(SUPPLIED MATERIAL begins)

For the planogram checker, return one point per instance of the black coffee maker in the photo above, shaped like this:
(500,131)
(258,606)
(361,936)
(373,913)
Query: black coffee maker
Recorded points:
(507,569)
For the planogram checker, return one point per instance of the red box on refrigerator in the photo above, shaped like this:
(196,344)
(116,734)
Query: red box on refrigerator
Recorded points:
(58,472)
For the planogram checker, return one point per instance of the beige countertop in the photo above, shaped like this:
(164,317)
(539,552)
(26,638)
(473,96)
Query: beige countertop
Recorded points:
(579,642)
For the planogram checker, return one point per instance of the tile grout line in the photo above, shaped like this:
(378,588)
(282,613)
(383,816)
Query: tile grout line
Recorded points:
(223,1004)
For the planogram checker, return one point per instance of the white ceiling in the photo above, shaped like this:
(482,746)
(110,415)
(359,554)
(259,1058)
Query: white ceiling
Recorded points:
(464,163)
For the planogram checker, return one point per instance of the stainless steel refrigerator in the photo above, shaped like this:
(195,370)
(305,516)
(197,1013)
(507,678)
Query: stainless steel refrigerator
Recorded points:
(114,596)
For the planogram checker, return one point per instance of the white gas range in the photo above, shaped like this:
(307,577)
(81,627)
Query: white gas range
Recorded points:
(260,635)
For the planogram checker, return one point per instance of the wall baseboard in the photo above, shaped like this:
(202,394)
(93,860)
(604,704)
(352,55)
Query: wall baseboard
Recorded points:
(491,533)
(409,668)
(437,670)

(SUPPLIED MATERIAL ends)
(SUPPLIED MATERIAL begins)

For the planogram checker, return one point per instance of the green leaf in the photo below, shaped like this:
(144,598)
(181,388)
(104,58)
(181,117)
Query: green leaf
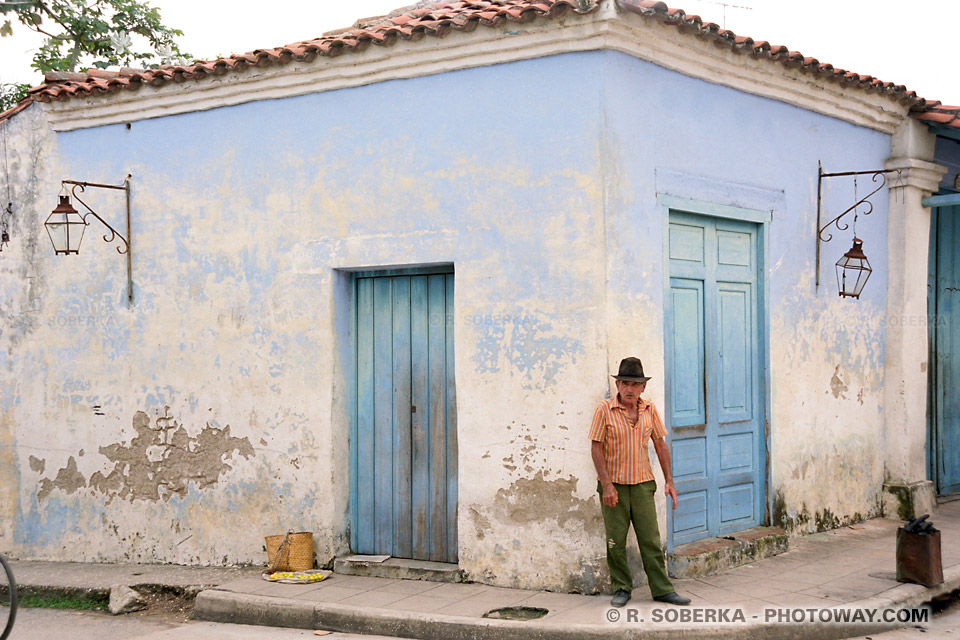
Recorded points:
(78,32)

(SUPPLIED MATERIAL ends)

*WHAT THE TASK ASKS*:
Find the lines above that include the string "grout" and copy them.

*ANSWER TO THE EXERCISE*:
For the planogram checker, return one point per instance of the tile grout line in the photo above, shaped like this:
Query: tile grout line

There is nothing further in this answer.